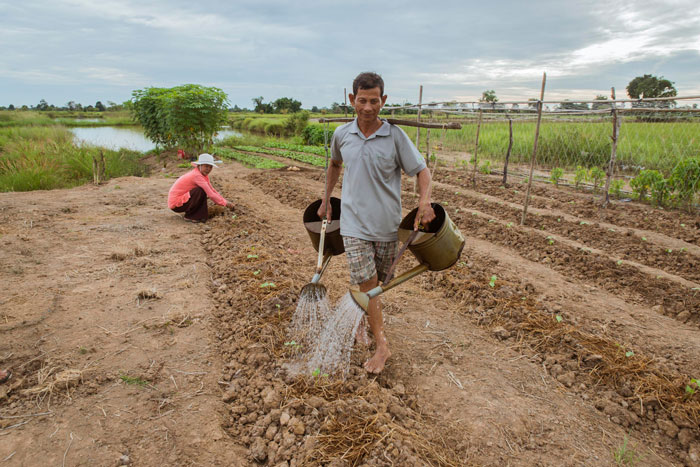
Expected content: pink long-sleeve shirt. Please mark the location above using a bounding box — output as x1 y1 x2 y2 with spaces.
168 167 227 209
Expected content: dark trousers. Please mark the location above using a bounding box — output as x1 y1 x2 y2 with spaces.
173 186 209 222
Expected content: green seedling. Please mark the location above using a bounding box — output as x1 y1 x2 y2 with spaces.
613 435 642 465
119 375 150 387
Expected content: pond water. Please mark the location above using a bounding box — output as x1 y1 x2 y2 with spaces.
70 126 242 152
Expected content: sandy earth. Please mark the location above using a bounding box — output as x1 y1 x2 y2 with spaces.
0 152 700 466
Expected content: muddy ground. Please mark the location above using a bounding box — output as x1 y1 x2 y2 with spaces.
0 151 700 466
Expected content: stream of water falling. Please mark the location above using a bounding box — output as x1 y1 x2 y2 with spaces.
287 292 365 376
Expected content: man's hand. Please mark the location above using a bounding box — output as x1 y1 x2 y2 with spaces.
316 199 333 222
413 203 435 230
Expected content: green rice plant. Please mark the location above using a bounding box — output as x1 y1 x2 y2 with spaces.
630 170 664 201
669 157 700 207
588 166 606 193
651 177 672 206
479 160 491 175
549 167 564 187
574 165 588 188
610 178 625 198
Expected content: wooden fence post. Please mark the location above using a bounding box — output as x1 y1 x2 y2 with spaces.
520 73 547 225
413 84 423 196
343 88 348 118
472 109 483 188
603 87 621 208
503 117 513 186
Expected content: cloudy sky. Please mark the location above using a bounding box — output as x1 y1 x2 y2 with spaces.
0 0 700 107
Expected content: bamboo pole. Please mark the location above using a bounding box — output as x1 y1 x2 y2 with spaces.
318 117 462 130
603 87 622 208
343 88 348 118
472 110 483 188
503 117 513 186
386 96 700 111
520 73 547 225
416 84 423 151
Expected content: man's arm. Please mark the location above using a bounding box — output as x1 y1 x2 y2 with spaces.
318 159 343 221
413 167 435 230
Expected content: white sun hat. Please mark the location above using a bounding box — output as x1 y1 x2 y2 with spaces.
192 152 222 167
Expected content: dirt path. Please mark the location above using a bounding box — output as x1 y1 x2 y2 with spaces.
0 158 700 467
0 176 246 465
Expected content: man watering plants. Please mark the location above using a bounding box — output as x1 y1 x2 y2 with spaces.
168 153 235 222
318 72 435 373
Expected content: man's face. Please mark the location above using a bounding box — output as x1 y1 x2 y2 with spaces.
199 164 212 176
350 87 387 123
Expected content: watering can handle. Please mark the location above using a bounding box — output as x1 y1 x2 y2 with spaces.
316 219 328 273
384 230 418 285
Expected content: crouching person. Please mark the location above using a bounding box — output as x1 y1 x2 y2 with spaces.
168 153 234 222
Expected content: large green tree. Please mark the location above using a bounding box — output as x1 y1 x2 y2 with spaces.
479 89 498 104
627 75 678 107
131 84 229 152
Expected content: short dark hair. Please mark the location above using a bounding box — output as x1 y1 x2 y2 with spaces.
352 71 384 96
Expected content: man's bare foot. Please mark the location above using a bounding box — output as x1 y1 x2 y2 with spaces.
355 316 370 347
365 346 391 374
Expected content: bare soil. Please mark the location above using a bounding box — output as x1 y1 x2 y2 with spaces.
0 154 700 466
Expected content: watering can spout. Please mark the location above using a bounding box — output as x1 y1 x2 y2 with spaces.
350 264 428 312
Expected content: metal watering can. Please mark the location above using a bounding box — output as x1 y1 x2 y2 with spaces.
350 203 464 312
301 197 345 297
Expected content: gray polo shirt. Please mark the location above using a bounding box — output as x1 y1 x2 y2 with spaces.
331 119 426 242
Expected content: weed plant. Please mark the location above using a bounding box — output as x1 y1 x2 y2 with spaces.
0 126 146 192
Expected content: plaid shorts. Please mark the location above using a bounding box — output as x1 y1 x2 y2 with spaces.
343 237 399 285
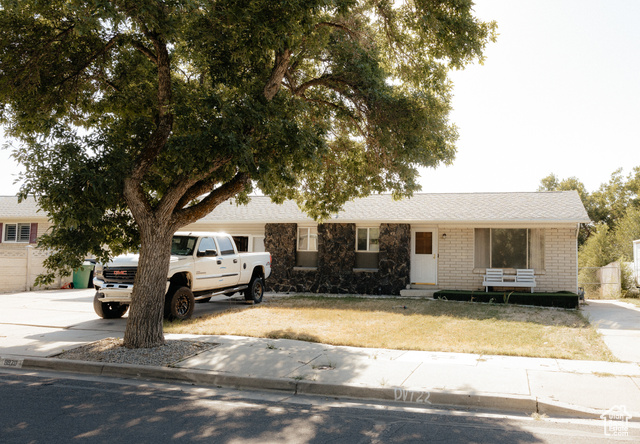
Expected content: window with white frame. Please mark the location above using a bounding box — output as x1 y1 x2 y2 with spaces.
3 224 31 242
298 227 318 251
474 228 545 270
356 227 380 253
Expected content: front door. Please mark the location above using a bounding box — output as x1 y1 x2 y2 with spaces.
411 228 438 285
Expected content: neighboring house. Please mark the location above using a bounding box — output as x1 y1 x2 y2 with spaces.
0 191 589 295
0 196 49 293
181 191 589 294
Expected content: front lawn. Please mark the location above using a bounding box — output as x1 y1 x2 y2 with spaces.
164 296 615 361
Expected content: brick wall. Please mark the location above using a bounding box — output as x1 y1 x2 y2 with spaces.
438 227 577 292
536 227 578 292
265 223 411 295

::::::

Given problem –
List the lines of the data as a numbered list, from the line containing "Expected content: watering can spout." through the end of the data, both ends included. Omit the pictures and any blank lines.

Task result –
1. Expected content: watering can spout. Please mark the location above using a bounding box — output as x1 y1 x2 y2 with spaces.
2. 350 264 428 312
3. Expected content: metal watering can. Please mark the location above using a bounding box — output as x1 y1 x2 y2 with spaces.
4. 350 203 464 312
5. 301 197 345 297
6. Expected content: gray polo shirt. Please mark the location above using a bounding box — output as x1 y1 x2 y2 with spaces.
7. 331 119 426 242
8. Expected content: weed plant. Please mark the location above using a bounding box — output as x1 y1 x2 y2 with spaces.
9. 0 126 146 192
10. Expected content: plaid shorts. Please mark the location above using a bounding box — output as x1 y1 x2 y2 with spaces.
11. 343 237 399 285
12. Expected content: window with white frame. Please mark the location above using a bounding box — output as x1 y1 x2 y2 with spaces.
13. 3 224 31 242
14. 298 227 318 251
15. 474 228 545 270
16. 356 227 380 253
17. Expected content: front door. Please mark the location above using a bounding box — output as x1 y1 x2 y2 with spaces.
18. 411 228 438 285
19. Expected content: neighboring house. Please mark the location above using a bounding box — output as x1 y1 x2 y2 with spaces.
20. 0 191 589 295
21. 0 196 49 293
22. 181 191 589 294
23. Expected content: front lawn. Please mark the location above using a bounding box — output as x1 y1 x2 y2 with spaces.
24. 164 296 615 361
25. Expected content: brick wall. Please mark the location above using a bounding box — output as x1 y1 x2 y2 with spaces.
26. 438 227 577 292
27. 536 227 578 292
28. 265 223 411 295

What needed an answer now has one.